Assigned task »
Make an exact copy of the lines starting at the top of the listing below and ending at the line that contains "<point>252,329</point>", inclusive.

Entries provided »
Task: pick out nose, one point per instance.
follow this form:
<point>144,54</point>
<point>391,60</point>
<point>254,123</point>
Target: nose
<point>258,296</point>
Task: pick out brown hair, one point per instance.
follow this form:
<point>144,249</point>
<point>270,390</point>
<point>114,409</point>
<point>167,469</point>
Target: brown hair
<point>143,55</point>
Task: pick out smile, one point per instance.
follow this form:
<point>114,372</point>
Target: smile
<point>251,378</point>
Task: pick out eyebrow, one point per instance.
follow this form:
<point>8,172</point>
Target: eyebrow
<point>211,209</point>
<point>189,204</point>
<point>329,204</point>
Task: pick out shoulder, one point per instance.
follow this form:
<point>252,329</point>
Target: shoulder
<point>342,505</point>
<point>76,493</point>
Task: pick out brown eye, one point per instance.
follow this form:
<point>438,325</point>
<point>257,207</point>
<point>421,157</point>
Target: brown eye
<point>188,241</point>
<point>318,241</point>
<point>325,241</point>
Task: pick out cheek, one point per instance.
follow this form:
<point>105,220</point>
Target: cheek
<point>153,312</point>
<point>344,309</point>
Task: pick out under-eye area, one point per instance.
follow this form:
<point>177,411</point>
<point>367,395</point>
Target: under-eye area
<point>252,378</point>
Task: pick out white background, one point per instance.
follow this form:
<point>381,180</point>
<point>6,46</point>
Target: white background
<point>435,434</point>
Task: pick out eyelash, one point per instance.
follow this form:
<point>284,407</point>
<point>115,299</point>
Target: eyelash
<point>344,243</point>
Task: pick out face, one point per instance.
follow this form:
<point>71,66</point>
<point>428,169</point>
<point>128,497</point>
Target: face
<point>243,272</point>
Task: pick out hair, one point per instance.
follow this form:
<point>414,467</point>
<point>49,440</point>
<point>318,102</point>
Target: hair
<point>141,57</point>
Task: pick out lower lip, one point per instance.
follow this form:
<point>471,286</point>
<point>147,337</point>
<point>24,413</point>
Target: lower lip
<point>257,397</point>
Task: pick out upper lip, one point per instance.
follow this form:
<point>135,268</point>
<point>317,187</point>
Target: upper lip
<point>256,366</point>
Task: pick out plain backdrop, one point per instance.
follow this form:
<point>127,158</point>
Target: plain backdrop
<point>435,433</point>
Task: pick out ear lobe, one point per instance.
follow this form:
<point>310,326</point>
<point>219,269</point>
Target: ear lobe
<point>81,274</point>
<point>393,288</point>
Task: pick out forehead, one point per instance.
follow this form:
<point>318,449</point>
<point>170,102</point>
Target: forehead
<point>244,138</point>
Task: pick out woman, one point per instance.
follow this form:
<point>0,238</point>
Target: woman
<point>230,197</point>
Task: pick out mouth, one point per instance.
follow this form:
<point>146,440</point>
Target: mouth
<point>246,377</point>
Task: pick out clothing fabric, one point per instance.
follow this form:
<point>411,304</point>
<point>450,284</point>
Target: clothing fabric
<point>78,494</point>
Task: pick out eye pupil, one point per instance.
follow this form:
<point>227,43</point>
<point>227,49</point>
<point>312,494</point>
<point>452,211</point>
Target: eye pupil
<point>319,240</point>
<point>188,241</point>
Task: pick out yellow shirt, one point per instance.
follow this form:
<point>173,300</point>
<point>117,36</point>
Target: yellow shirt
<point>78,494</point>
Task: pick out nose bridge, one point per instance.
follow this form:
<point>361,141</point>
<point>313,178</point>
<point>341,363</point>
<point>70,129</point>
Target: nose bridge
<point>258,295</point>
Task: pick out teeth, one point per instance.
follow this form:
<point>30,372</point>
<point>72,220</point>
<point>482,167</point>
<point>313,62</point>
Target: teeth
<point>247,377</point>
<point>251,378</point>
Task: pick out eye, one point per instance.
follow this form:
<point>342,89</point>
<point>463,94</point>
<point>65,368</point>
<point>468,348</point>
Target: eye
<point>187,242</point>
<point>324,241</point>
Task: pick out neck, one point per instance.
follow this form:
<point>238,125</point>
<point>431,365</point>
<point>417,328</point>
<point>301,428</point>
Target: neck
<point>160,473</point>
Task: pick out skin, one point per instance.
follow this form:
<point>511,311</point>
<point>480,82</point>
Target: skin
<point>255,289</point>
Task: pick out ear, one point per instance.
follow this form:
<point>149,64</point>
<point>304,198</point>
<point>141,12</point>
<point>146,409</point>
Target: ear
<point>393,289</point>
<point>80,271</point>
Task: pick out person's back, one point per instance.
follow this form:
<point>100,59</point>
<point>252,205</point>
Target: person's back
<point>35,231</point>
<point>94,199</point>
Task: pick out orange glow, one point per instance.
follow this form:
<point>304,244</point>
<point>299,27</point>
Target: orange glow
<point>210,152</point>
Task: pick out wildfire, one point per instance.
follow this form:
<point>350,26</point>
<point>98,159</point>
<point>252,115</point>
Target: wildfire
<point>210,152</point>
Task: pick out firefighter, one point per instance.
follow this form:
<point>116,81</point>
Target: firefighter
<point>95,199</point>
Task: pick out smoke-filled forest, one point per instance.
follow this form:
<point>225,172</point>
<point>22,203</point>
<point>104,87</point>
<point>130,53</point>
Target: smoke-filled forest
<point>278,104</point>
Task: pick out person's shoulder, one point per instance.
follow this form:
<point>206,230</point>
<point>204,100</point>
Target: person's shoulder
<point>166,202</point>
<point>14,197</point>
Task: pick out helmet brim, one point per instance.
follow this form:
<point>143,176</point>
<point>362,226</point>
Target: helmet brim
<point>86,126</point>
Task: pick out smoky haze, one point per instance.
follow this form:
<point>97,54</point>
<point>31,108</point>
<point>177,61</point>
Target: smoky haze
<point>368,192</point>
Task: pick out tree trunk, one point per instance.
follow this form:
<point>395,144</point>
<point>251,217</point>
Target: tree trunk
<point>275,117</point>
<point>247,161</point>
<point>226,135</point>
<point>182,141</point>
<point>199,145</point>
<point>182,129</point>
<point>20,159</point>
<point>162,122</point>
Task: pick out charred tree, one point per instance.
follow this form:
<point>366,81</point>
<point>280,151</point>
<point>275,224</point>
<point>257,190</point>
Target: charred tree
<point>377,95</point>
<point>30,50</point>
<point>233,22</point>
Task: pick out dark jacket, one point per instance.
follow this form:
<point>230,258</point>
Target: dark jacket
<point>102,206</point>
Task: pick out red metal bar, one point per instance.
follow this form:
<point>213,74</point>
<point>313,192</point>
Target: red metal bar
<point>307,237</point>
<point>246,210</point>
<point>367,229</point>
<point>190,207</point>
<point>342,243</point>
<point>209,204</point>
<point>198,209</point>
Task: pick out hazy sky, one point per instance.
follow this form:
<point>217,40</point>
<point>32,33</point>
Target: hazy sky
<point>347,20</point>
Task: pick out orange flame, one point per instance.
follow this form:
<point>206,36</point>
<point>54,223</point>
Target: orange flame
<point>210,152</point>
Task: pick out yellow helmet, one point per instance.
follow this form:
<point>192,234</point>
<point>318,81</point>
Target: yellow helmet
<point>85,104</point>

Task response »
Task: pick out nose, one point per instance.
follow this form:
<point>144,54</point>
<point>391,60</point>
<point>254,123</point>
Target: nose
<point>258,296</point>
Task: pick out brown hair, one point per instance.
follow this form:
<point>144,249</point>
<point>270,390</point>
<point>114,409</point>
<point>167,469</point>
Target: brown hair
<point>143,55</point>
Task: pick out smile, one point per instance.
follow this form:
<point>114,372</point>
Target: smile
<point>251,378</point>
Task: pick out eyebrow, one point per instance.
follow this form:
<point>8,172</point>
Target: eyebrow
<point>211,209</point>
<point>189,204</point>
<point>329,204</point>
Task: pick out shoulder, one point per instance.
follow this form:
<point>252,329</point>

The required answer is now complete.